(Dataset records on object locations)
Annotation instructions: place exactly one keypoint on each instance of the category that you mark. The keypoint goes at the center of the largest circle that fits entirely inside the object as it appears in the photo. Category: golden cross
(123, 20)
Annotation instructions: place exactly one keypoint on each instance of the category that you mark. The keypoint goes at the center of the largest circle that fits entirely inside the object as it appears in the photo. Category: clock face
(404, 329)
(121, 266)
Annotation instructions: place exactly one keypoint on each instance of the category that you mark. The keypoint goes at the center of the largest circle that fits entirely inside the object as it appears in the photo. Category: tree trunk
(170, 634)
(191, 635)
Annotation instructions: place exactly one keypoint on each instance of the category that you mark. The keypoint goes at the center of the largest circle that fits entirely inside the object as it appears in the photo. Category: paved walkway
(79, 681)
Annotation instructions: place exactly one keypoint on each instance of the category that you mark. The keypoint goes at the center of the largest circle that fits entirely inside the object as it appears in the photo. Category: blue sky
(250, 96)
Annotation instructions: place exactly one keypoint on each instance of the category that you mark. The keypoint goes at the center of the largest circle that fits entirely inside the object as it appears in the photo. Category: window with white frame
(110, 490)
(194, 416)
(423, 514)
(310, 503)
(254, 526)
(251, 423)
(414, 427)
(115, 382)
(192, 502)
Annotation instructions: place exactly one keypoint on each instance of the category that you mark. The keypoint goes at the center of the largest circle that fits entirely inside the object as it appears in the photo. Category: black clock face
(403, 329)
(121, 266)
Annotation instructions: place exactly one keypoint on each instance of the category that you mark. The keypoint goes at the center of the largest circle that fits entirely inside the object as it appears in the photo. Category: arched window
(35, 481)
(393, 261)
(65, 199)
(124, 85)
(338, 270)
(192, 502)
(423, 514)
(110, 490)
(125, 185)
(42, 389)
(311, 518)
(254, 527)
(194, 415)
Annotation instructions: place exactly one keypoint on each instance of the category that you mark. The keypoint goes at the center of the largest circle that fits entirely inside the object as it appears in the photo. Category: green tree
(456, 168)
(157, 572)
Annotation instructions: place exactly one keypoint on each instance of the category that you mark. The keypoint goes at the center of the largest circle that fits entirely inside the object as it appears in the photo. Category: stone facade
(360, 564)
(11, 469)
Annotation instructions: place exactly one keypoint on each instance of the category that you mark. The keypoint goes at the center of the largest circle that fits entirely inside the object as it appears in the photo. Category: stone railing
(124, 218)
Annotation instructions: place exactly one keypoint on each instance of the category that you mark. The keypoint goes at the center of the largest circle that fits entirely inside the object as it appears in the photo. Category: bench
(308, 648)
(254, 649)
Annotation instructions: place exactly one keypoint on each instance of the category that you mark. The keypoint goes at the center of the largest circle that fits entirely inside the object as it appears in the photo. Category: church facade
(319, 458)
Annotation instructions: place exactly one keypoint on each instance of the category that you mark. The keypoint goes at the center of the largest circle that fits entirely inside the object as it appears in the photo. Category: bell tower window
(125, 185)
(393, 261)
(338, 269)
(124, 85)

*What needs to be done*
Render the lines above as a Markdown table with the columns Row and Line, numbering each line in Row and placing its text in Line. Leave out blank lines.

*Full answer*
| Row | Line |
|---|---|
| 1 | Annotation instructions: place exactly one keypoint on each instance of the category that you mark. The keypoint goes at the center of the largest circle that fits entirely inside the object as it appears in the photo. Category: golden cross |
| 2 | (123, 20) |
| 3 | Annotation instructions: place exactly one keypoint on each instance of the category that you mark. The keypoint goes at the center of the largest circle that fits entirely inside the object as it appears in the photo. Category: clock face |
| 4 | (404, 329) |
| 5 | (121, 266) |
| 6 | Annotation instructions: place exactly one keypoint on each instance of the category that you mark. The keypoint goes at the center of the largest circle that fits entirely inside the object as it appears in the photo. Category: tree trunk |
| 7 | (170, 634) |
| 8 | (191, 635) |
| 9 | Annotation instructions: place exactly one keypoint on each instance of the category that you mark. The keypoint goes at the center of the largest circle that fits entirely inside the object as it appears in the photo. Category: paved walkway |
| 10 | (79, 681) |
| 11 | Annotation instructions: place exactly one keypoint on each instance of the category that you mark. The keypoint goes at the center of the largest circle that fits entirely inside the object as it appears in the photo. Category: blue sky |
| 12 | (250, 96) |
| 13 | Annotation instructions: place exactly one keypoint on each instance of the category that you mark. The keypoint goes at the center of the largest circle that fits entirely inside the object as it appears in the photo. Category: window with white frame |
| 14 | (110, 490) |
| 15 | (194, 416) |
| 16 | (423, 514) |
| 17 | (310, 503) |
| 18 | (254, 526) |
| 19 | (251, 423) |
| 20 | (414, 427) |
| 21 | (115, 382) |
| 22 | (192, 502) |
| 23 | Annotation instructions: place exactly one keypoint on each instance of the category that you mark. The keypoint goes at the center of the largest circle that fits entirely inside the object as it appears in the photo. Category: black clock face |
| 24 | (403, 329) |
| 25 | (121, 266) |
| 26 | Annotation instructions: place exactly one keypoint on each instance of the category that you mark. The keypoint goes at the center of the largest circle that fits entirely inside the object as it appears in the photo. Category: arched window |
| 27 | (35, 481) |
| 28 | (393, 261) |
| 29 | (65, 199) |
| 30 | (124, 85) |
| 31 | (338, 270) |
| 32 | (192, 502) |
| 33 | (423, 514) |
| 34 | (110, 490) |
| 35 | (125, 185) |
| 36 | (42, 389) |
| 37 | (311, 518) |
| 38 | (254, 527) |
| 39 | (194, 415) |
| 40 | Annotation instructions: place exactly one keypoint on each instance of the category that you mark. The keypoint goes at the center of the largest circle that fits entirely inside the object as it appears in the photo. Category: green tree |
| 41 | (456, 168) |
| 42 | (157, 572) |
| 43 | Annotation instructions: place exactly one keypoint on each instance of the category that you mark. The keypoint goes at the center of the largest circle that fits entirely inside the object as it appears in the photo. Category: stone facade |
| 44 | (360, 564) |
| 45 | (11, 469) |
| 46 | Annotation instructions: place exactly one keypoint on each instance of the category that you mark. The keypoint goes at the center of the largest circle that fits entirely inside the object as it appears in the photo. Category: stone railing |
| 47 | (124, 218) |
| 48 | Annotation instructions: place exactly one keypoint on each instance of the category that you mark. The keypoint goes at the center of the largest circle that fits entirely inside the object as it appears in the photo. Category: bench |
| 49 | (308, 648) |
| 50 | (254, 649) |
| 51 | Annotation instructions: place exactly one keypoint on each instance of the category that you mark. The keypoint goes at the center of the largest circle that fits entirely inside the object as it appears in the photo. Category: church facade |
| 52 | (319, 458) |
| 53 | Annotation instructions: place exactly one keypoint on each instance of the category that you mark. The keypoint goes at the center of the largest circle that fits entirely inside the object as it appears in the photo. Category: bell tower window |
| 54 | (125, 185) |
| 55 | (393, 261) |
| 56 | (338, 269) |
| 57 | (124, 85) |